Instructions:
1. Answer these questions from the Warnaco stock article, one per line:
(a) What 52-week high did Warnaco's stock reach, and on what date?
(b) What price do some analysts see the stock hitting this year?
(c) Which analyst, at which firm, is quoted on the Calvin Klein brand?
2. Translate this sentence from the Warnaco stock article into Spanish: "Some analysts see Warnaco's stock hitting $55 this year."
3. Write out everything in the Warnaco stock article from "Gene Marcial's Inside" down to "hitting $55 this year.".

Gene Marcial's Inside Wall Street -- WarnacoDespite worries about the economic slowdown and tepid consumer spending, shares of Warnaco (WRC), a global designer, maker and marketer of apparel, are on a tear. Since February, the stock has bolted from $38 to a 52-week high of $49.43 on Apr. 5. Now nearly $48, Warnaco had plunged to a 52-week low of $24 on Apr. 7, 2009.

What's behind the stock's big surge? Warnaco has been gaining market share, thanks to the continued strength of its widely popular Calvin Klein line. Indeed, Warnaco might as well rename itself Calvin Klein because that brand is mainly responsible for firing up sales and earnings growth. And analysts expect the advance to further accelerate. Some analysts see Warnaco's stock hitting $55 this year.

"Calvin Klein's positioning as an affordable luxury brand and benchmark for product quality and style is supporting market share increases in Europe, Asia and Latin America," says analyst Jason N. Asaeda of Standard & Poor's. "We look for the Calvin Klein brand to remain Warnaco's primary growth engine," he adds.

Given information:

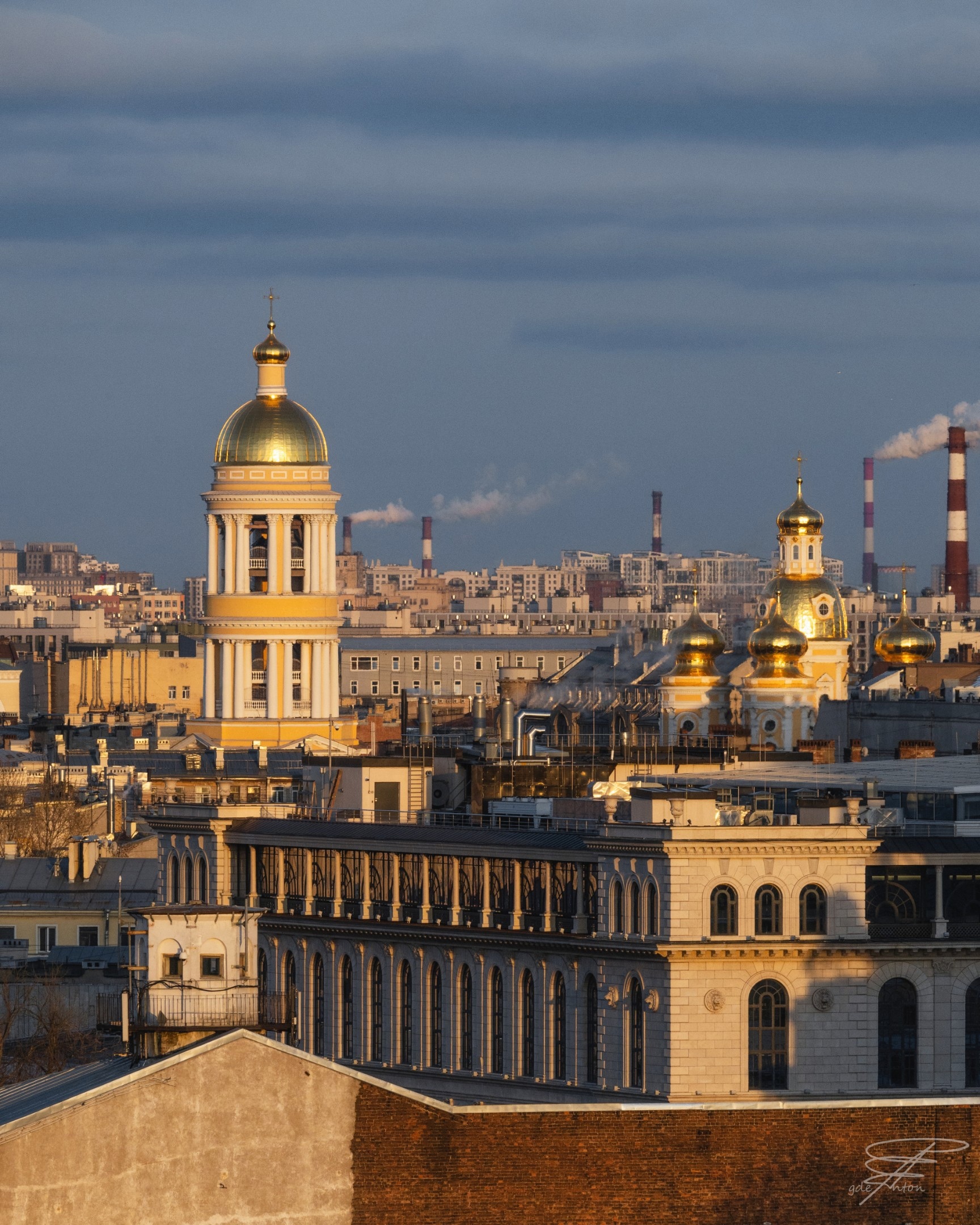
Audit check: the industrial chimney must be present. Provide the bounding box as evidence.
[946,425,970,612]
[421,514,432,578]
[861,459,878,592]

List of solutions:
1.
(a) $49.43, on Apr. 5
(b) $55
(c) Jason N. Asaeda of Standard & Poor's

2. Algunos analistas prevén que la acción de Warnaco alcance los 55 dólares este año.

3.
Gene Marcial's Inside Wall Street -- WarnacoDespite worries about the economic slowdown and tepid consumer spending, shares of Warnaco (WRC), a global designer, maker and marketer of apparel, are on a tear. Since February, the stock has bolted from $38 to a 52-week high of $49.43 on Apr. 5. Now nearly $48, Warnaco had plunged to a 52-week low of $24 on Apr. 7, 2009.

What's behind the stock's big surge? Warnaco has been gaining market share, thanks to the continued strength of its widely popular Calvin Klein line. Indeed, Warnaco might as well rename itself Calvin Klein because that brand is mainly responsible for firing up sales and earnings growth. And analysts expect the advance to further accelerate. Some analysts see Warnaco's stock hitting $55 this year.